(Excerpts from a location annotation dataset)
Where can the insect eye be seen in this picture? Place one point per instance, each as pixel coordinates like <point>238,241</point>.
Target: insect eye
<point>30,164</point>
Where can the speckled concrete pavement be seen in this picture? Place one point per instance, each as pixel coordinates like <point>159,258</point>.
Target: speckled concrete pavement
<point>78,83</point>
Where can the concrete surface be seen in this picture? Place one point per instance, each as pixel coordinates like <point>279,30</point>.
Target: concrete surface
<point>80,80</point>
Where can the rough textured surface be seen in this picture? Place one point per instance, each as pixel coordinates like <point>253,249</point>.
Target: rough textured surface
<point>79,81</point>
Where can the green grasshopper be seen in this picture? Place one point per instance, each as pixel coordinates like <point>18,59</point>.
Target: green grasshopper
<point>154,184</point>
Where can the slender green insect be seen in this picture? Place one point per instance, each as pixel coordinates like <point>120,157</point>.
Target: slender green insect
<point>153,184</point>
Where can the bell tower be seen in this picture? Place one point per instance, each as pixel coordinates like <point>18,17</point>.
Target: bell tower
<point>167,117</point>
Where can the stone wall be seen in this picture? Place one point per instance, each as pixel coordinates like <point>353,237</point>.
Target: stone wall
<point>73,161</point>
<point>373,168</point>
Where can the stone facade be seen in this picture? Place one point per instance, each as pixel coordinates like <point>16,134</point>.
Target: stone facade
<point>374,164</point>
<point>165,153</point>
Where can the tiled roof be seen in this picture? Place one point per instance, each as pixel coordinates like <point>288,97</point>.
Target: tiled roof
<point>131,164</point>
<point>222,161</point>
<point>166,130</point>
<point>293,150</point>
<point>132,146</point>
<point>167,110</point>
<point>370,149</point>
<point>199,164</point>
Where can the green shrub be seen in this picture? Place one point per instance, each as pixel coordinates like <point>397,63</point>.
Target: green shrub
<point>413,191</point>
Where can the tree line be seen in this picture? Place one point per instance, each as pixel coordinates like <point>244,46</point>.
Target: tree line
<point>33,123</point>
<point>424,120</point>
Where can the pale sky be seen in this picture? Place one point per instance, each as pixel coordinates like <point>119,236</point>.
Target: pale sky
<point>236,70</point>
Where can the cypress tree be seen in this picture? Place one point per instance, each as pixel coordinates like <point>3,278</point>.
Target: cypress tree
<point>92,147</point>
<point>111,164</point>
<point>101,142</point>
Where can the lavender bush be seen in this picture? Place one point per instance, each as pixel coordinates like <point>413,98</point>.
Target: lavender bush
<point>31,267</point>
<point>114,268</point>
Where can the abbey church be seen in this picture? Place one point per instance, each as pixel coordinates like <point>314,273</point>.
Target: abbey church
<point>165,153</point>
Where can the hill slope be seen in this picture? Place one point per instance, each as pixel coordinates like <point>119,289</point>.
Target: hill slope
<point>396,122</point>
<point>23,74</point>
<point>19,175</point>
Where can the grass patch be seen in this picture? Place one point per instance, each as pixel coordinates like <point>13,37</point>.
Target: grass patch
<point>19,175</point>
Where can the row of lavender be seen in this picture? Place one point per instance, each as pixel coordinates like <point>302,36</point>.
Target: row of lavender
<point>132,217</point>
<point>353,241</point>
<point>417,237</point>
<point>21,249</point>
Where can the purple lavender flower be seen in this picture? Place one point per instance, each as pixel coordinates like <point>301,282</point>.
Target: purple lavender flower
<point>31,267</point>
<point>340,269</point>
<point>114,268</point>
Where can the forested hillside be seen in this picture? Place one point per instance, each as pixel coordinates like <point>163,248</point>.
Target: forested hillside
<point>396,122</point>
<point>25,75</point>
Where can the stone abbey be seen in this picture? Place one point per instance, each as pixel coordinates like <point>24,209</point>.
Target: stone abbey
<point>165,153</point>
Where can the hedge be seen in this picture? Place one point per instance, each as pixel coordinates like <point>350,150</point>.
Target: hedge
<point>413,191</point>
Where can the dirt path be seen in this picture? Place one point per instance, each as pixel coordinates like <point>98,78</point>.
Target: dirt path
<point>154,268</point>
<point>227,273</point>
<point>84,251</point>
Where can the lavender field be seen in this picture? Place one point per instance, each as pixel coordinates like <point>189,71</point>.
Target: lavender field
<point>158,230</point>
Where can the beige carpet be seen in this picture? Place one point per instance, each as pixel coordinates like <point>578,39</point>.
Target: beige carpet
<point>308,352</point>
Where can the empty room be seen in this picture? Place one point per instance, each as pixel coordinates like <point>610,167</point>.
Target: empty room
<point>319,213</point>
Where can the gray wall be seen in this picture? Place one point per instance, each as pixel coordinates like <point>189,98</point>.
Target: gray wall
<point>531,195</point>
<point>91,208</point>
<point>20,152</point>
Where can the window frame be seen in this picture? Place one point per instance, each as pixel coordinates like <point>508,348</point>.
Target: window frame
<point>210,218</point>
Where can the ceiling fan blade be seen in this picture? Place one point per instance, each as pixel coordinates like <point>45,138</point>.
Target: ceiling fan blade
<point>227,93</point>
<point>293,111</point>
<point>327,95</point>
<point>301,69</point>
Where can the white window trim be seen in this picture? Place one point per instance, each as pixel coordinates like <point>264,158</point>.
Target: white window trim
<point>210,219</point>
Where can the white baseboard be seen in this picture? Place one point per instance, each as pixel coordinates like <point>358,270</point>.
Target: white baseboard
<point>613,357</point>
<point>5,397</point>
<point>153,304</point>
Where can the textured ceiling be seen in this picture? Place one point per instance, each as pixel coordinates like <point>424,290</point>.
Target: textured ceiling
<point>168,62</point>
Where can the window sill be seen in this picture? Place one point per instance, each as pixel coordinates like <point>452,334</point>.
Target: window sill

TASK DIRECTIONS
Convert the entire listing above into a JSON array of strings, one string per line, leaving out any blank lines.

RIGHT ANSWER
[
  "Where can the insect eye be seen in this picture? Place one point per instance, each as pixel coordinates like <point>238,241</point>.",
  "Target: insect eye",
  "<point>30,164</point>",
  "Where can the speckled concrete pavement be seen in this picture? Place one point per instance, each as pixel coordinates like <point>159,258</point>.",
  "Target: speckled concrete pavement",
  "<point>78,83</point>",
  "Where can the concrete surface be seen in this picture? Place one point per instance, each as pixel coordinates like <point>279,30</point>.",
  "Target: concrete surface",
  "<point>80,80</point>",
  "Where can the rough textured surface be seen in this picture? Place one point per instance, each as pixel coordinates like <point>253,249</point>.",
  "Target: rough textured surface",
  "<point>79,81</point>",
  "Where can the green grasshopper be seen in this picture? Place one point per instance, each as pixel coordinates like <point>18,59</point>.",
  "Target: green grasshopper",
  "<point>154,184</point>",
  "Where can the slender green insect be seen in this picture? Place one point per instance, each as pixel coordinates like <point>120,157</point>.",
  "Target: slender green insect",
  "<point>153,184</point>",
  "Where can the bell tower be seen in this picture? Place one point per instance, each as pixel coordinates like <point>18,17</point>.",
  "Target: bell tower",
  "<point>167,117</point>",
  "Where can the stone wall be seen in this picture? Place one point per instance, each as pixel coordinates like <point>353,237</point>.",
  "Target: stone wall",
  "<point>73,161</point>",
  "<point>373,168</point>",
  "Where can the stone facade be seen in this picture? Place one point per instance, each as pixel coordinates like <point>16,134</point>.",
  "Target: stone facade",
  "<point>374,164</point>",
  "<point>165,153</point>",
  "Where can the tiled roof be seen in this picture? Place one point per instance, each as pixel coordinates like <point>288,97</point>.",
  "Target: tiled roof",
  "<point>131,164</point>",
  "<point>222,161</point>",
  "<point>166,130</point>",
  "<point>293,150</point>",
  "<point>132,146</point>",
  "<point>167,110</point>",
  "<point>370,149</point>",
  "<point>199,164</point>",
  "Where can the green shrub be seen in this picture? Place one point per instance, each as pixel coordinates like <point>397,63</point>.",
  "Target: green shrub",
  "<point>413,191</point>",
  "Where can the tree line be seen in this picture? Place one point per instance, each as pixel coordinates like <point>244,46</point>.",
  "Target: tree line",
  "<point>33,123</point>",
  "<point>424,120</point>",
  "Where can the pale sky be seen in this picture? Place one point per instance, each as pixel coordinates like <point>119,236</point>.",
  "Target: pale sky",
  "<point>236,70</point>",
  "Where can the cypress tree be seen in this picture? Place one point per instance, each as pixel coordinates like <point>3,278</point>.",
  "Target: cypress tree",
  "<point>92,147</point>",
  "<point>111,164</point>",
  "<point>101,142</point>",
  "Where can the lavender bush be seen in this picture? Place one point per instance, each as pixel coordinates like <point>413,98</point>.",
  "Target: lavender bush",
  "<point>31,267</point>",
  "<point>114,268</point>",
  "Where can the abbey church be seen in this picture? Place one point per instance, each as pixel coordinates like <point>314,273</point>.",
  "Target: abbey church",
  "<point>165,153</point>",
  "Where can the hill slope be seen in this picture? Place one point per instance, each as pixel coordinates like <point>119,289</point>.",
  "Target: hill slope",
  "<point>396,122</point>",
  "<point>23,74</point>",
  "<point>19,175</point>",
  "Where can the grass patch be seen in this picture? Place one point per instance, each as pixel coordinates like <point>13,37</point>.",
  "Target: grass patch",
  "<point>19,175</point>",
  "Where can the row of lavender be seen in this picture? Place one point per instance, each as pixel coordinates like <point>302,36</point>.",
  "Target: row of lavender",
  "<point>132,217</point>",
  "<point>353,241</point>",
  "<point>417,237</point>",
  "<point>21,249</point>",
  "Where can the purple lavender flower be seen in this picture? Place one point per instance, each as pixel coordinates like <point>301,282</point>.",
  "Target: purple lavender flower",
  "<point>31,267</point>",
  "<point>340,269</point>",
  "<point>114,268</point>",
  "Where can the forested hillside be seen in this picture? Place one point per instance, each as pixel coordinates like <point>163,248</point>.",
  "Target: forested hillside",
  "<point>396,122</point>",
  "<point>25,75</point>",
  "Where can the stone abbey be seen in this picture? Place one point per instance, each as pixel coordinates like <point>24,209</point>.",
  "Target: stone abbey",
  "<point>165,153</point>",
  "Where can the hedge be seen in this picture? Place one point per instance, each as pixel coordinates like <point>350,150</point>.",
  "Target: hedge",
  "<point>413,191</point>",
  "Where can the dirt path be seen in this picture? Place one point per instance, each as pixel coordinates like <point>98,78</point>.",
  "Target: dirt path",
  "<point>154,268</point>",
  "<point>227,273</point>",
  "<point>84,251</point>",
  "Where can the lavender field be seen in this picture? Place one point per instance, each as pixel coordinates like <point>189,71</point>.",
  "Target: lavender field",
  "<point>158,230</point>",
  "Where can the beige carpet be seen in this picture? Place one point per instance, each as pixel coordinates like <point>578,39</point>.",
  "Target: beige carpet",
  "<point>308,352</point>",
  "Where can the empty room be seen in this picture? Place one point per instance, each as pixel coordinates like <point>610,167</point>.",
  "Target: empty room",
  "<point>319,213</point>",
  "Where can the gray wall be seen in this picture? Place one point per instance, each as pixel coordinates like <point>189,98</point>.",
  "Target: gray wall",
  "<point>531,195</point>",
  "<point>91,208</point>",
  "<point>20,152</point>",
  "Where can the window frame be seen in this picture? Place one point per instance, each as pixel coordinates like <point>508,348</point>.",
  "Target: window frame",
  "<point>210,218</point>",
  "Where can the ceiling fan blade be seen in this picture? Place one point per instance, each as pixel coordinates like <point>45,138</point>.",
  "Target: ceiling fan blade",
  "<point>227,93</point>",
  "<point>293,111</point>",
  "<point>327,95</point>",
  "<point>301,69</point>",
  "Where can the white window trim be seen in this picture? Place one point per instance, each as pixel coordinates like <point>264,158</point>.",
  "Target: white window trim",
  "<point>210,219</point>",
  "Where can the white baseboard be seen in this picture? Place one point per instance, each as pixel coordinates like <point>358,270</point>.",
  "Target: white baseboard",
  "<point>613,357</point>",
  "<point>5,397</point>",
  "<point>153,304</point>",
  "Where can the textured ceiling be seen in this picture? Place one point per instance, each as pixel coordinates like <point>424,290</point>.",
  "Target: textured ceiling",
  "<point>168,62</point>",
  "Where can the window sill be seen in this picture? Place one point per instance, each as pixel coordinates like <point>452,334</point>.",
  "Target: window sill"
]